= WHAT NEEDS TO BE DONE =
Starting with the line that contains "Return the mask of every instance of the yellow pillar", write out each line through the end of the listing, unchanged. Output nothing else.

***** GIVEN INFORMATION

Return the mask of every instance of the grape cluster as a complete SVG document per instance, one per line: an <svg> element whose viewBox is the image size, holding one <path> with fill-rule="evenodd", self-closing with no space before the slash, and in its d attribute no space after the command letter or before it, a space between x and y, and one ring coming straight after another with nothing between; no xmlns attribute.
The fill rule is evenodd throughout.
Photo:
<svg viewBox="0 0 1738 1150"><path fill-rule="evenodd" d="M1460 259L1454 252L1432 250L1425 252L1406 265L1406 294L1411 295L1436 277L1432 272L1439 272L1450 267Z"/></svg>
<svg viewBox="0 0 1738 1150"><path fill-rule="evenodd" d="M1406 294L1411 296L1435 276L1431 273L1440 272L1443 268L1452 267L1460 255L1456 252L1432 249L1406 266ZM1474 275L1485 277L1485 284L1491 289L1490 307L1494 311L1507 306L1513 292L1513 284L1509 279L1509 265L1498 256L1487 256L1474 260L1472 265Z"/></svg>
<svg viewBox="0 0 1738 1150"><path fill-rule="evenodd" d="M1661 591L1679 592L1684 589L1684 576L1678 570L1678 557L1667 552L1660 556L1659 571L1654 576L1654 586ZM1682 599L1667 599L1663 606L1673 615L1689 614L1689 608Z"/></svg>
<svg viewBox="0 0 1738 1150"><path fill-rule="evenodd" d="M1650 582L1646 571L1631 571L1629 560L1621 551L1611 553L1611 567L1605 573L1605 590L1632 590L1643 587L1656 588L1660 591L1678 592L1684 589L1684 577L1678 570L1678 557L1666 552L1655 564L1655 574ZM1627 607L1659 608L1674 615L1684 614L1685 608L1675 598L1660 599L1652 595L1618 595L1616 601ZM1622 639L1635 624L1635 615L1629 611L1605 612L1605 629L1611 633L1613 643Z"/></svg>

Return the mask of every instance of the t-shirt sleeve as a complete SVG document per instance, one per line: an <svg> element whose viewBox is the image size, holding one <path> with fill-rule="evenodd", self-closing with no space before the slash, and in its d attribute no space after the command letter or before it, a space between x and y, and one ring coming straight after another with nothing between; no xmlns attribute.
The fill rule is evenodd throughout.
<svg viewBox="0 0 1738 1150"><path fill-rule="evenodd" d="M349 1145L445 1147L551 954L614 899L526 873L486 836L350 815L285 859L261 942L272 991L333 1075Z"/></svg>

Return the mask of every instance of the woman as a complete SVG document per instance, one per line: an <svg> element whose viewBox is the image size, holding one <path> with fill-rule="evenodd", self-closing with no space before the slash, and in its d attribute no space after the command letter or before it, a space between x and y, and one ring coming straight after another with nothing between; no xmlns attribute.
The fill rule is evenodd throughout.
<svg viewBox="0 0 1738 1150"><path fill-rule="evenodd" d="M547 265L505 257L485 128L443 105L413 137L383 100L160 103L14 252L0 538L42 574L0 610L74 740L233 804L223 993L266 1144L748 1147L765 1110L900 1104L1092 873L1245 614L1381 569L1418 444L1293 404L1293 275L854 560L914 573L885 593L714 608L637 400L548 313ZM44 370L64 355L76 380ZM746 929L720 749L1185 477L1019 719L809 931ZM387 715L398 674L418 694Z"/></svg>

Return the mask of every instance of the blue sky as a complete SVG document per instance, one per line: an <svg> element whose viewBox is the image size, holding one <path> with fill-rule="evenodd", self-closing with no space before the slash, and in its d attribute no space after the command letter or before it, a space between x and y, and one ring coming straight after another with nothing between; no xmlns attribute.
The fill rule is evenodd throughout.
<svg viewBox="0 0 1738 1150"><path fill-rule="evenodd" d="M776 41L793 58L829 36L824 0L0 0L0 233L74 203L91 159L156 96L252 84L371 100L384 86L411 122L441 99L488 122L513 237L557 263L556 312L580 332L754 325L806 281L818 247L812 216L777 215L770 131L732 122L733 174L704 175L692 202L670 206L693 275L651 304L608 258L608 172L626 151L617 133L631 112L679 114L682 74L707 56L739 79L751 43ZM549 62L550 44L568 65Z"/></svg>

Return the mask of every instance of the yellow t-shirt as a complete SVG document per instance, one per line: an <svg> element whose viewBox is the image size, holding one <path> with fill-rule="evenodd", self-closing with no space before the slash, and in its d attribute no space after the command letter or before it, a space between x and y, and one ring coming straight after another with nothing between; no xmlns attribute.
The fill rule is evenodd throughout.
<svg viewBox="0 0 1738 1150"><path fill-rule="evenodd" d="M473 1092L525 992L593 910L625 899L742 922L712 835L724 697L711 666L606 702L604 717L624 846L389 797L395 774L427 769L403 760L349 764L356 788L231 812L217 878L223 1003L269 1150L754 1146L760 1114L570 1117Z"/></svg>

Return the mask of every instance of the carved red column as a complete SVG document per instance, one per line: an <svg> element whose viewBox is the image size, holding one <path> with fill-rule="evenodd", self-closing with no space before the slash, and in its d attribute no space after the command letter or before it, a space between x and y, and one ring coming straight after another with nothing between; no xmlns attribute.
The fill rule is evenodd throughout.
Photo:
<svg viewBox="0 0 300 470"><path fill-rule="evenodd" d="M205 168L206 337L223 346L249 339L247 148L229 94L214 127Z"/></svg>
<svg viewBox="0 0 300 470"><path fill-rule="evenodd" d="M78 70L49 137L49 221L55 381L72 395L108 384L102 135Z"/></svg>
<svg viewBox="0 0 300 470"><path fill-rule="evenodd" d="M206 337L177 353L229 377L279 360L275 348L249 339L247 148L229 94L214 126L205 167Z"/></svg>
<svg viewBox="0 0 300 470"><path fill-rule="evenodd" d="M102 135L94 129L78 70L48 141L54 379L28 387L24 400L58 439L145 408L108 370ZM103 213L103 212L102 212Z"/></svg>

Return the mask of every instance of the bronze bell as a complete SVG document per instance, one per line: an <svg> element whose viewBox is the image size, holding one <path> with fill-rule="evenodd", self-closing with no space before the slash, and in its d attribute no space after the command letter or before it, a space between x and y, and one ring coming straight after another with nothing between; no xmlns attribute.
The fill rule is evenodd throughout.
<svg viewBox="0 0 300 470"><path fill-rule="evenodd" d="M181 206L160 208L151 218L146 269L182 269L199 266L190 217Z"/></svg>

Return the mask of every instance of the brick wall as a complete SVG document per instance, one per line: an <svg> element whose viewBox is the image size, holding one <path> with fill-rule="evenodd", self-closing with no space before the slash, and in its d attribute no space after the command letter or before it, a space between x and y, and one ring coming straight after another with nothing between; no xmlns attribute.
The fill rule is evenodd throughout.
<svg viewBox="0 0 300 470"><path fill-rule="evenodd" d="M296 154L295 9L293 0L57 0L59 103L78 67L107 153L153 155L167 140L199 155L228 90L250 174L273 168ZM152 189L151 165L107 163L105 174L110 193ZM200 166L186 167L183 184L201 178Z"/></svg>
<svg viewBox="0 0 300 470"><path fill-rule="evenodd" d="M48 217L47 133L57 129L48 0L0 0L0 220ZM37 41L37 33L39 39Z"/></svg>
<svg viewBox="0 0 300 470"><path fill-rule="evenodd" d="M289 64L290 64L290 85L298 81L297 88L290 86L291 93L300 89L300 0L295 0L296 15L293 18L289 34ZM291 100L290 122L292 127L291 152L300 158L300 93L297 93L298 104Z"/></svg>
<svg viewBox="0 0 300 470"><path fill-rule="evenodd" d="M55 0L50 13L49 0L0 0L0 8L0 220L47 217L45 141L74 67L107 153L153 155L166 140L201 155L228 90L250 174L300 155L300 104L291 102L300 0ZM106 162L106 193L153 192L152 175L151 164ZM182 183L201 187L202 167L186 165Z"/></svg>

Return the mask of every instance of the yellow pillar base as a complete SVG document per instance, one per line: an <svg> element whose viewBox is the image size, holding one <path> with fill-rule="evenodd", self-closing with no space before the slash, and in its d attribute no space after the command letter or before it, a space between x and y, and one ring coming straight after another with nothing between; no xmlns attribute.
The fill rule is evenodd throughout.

**********

= RESULT OF THIS TASK =
Return the mask of every instance of the yellow pillar base as a complete SVG document per instance, one per line: an <svg> element whose viewBox is the image size, holding one <path> with fill-rule="evenodd", self-closing with no space before the slash, and in its d attribute no space after the command letter or before it, a space between x and y, and one ring coming straight after another with nothing between; no xmlns attribute.
The fill rule is evenodd throughout.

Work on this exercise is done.